----- Source document -----
New York City-based landscaper Christian Duvernois worked as a lawyer before launching his landscape design company, but where others see contrast, he sees a continuum. “My grandmother took me to classic French gardens like Versailles and Chantilly, and my family collects art,” Duvernois says.
A French native, Duvernois studied both law and art. “I specialized in environmental law, which was pretty avant-garde at the time,” he says. “As an environmental attorney, I became more involved in landscape architecture.” After launching art galleries in Paris and New York, Duvernois combined his diverse interests into one business in 2001, and Christian Duvernois Landscape/Studio (CDL/S) was born.
Duvernois and his team focus on residential and institutional landscaping, from rooftop gardens in Manhattan to estates in the Hamptons and Connecticut. He uses his legal skills to navigate the regulations and permitting processes of the city and county agencies where he works, and his artful eye to create distinctive settings that combine plants and art. His work is informed by the styles of André Le Nôtre, royal gardener of King Louis XIV and the renowned landscape architect of Vaux-le-Vicomte and Versailles, the more rambling Anglo-Chinese gardens of Marie-Antoinette at nearby Trianon, and traditional Japanese gardens. “Inspiration is everywhere,” he says.
“I plant trees in specific places to play with the viewer’s vision.” Christian Duvernois
Nature inspires all gardens, Duvernois says, but he cautions against categorizing gardens as either natural or formal. “Both styles are illusions,” he says. “They perfect nature, but they aren’t natural. Both Le Nôtre’s gardens and English gardens were optical illusions. Today, I plant trees in specific places to play with the viewer’s vision,” he adds. Contemporary landscapes incorporate both formal and informal styles, he notes. Clients of CDL/S usually request natural-looking, ecologically sound landscapes.
-----
**What this exercise asks**
a: Decide whether each of the following statements agrees with the Duvernois profile, answering yes or no and quoting the deciding words of the profile: (i) Duvernois started his landscape design business in 2001; (ii) Duvernois specialized in corporate law; (iii) clients of CDL/S usually ask for formal landscapes.
b: According to the Duvernois profile, who was the royal gardener of King Louis XIV?
c: Extract a passage from the Duvernois profile, beginning at the words "A French native, Duvernois" and stopping after "(CDL/S) was born.".
----- Entries shown -----
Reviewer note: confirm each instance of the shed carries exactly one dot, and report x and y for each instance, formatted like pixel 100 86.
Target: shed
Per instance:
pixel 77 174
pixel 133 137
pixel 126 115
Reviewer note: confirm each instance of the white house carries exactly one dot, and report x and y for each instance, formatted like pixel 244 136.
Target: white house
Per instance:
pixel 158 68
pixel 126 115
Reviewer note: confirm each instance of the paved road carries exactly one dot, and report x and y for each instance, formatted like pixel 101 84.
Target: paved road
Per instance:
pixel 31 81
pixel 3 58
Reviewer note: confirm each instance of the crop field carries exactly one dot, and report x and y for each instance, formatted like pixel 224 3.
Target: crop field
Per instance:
-----
**Answer list**
a:
(i) Yes: "Duvernois combined his diverse interests into one business in 2001"
(ii) No: "I specialized in environmental law"
(iii) No: "Clients of CDL/S usually request natural-looking, ecologically sound landscapes."

b: André Le Nôtre.

c:
A French native, Duvernois studied both law and art. “I specialized in environmental law, which was pretty avant-garde at the time,” he says. “As an environmental attorney, I became more involved in landscape architecture.” After launching art galleries in Paris and New York, Duvernois combined his diverse interests into one business in 2001, and Christian Duvernois Landscape/Studio (CDL/S) was born.